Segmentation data
◇ ◇ ◇

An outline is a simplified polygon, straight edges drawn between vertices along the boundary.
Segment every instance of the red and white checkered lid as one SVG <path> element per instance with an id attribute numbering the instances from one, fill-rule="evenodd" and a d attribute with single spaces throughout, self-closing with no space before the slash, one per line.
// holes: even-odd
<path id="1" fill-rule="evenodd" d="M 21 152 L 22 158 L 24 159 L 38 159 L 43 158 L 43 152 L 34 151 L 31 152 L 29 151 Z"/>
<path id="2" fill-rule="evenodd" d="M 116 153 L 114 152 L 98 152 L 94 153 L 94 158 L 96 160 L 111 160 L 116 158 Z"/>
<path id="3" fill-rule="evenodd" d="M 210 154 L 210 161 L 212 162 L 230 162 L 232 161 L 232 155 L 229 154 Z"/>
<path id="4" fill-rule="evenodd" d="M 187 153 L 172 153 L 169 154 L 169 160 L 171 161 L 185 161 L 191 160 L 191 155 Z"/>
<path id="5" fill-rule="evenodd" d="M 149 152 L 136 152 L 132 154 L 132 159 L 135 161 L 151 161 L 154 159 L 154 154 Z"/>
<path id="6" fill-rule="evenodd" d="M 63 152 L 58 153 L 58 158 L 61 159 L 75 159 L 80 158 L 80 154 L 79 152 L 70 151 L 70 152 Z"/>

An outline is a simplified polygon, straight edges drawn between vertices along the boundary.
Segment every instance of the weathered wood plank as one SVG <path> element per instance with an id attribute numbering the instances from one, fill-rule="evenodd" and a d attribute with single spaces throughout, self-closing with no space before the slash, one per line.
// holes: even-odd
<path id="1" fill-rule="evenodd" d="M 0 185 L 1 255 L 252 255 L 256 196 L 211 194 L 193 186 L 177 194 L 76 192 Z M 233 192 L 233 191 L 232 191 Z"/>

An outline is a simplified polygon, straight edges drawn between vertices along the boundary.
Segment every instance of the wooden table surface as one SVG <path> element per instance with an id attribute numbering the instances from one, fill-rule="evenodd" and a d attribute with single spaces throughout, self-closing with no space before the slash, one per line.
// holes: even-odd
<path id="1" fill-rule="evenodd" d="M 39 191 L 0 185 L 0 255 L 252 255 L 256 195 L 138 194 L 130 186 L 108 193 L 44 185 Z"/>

◇ ◇ ◇

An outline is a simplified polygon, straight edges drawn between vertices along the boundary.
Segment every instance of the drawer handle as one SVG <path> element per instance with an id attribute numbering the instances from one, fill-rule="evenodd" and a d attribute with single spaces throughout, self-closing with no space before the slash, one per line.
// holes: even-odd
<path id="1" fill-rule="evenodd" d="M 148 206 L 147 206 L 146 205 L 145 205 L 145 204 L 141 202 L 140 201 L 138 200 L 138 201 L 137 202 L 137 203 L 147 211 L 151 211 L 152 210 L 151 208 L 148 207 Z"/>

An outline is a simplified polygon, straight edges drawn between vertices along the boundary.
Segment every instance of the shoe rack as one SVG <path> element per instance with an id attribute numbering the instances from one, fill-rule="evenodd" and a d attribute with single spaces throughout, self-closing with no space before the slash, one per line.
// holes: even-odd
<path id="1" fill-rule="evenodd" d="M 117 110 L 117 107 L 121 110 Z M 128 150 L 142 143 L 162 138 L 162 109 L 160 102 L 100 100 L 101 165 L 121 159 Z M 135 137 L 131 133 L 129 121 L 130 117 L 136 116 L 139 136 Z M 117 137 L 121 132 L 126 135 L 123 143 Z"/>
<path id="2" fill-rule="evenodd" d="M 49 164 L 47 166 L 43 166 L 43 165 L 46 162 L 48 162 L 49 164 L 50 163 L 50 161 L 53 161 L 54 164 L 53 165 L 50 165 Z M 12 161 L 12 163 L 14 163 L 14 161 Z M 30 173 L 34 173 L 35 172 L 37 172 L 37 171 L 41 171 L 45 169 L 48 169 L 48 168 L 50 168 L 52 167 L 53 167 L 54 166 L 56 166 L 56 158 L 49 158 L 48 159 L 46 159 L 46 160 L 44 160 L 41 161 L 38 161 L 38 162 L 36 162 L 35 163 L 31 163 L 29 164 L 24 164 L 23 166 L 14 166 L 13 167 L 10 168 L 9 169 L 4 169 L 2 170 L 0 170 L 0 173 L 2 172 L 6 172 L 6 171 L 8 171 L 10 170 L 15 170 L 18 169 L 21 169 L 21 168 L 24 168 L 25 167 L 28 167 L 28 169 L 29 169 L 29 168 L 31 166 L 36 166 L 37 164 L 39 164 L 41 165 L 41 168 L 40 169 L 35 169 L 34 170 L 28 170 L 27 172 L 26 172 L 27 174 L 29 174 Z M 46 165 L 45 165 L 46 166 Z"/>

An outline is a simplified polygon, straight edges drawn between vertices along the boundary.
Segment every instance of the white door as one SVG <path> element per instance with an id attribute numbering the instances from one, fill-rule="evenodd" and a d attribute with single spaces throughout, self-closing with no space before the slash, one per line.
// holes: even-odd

◇ ◇ ◇

Written problem
Pick out each line in the entries above that contains the string "white" and copy those lines in full. Letter case counts when matching.

Answer to this exercise
Segment every instance of the red and white checkered lid as one SVG <path> element per instance with an id attribute numbering the instances from one, fill-rule="evenodd" and a d attribute with single spaces throughout, self-closing with no space before the slash, one per line.
Segment every instance of the white door as one SVG <path> element per instance with an id attribute numbering the instances from one, fill-rule="evenodd" and a d attribute with single spaces throughout, self-closing with no space before the slash, one per line.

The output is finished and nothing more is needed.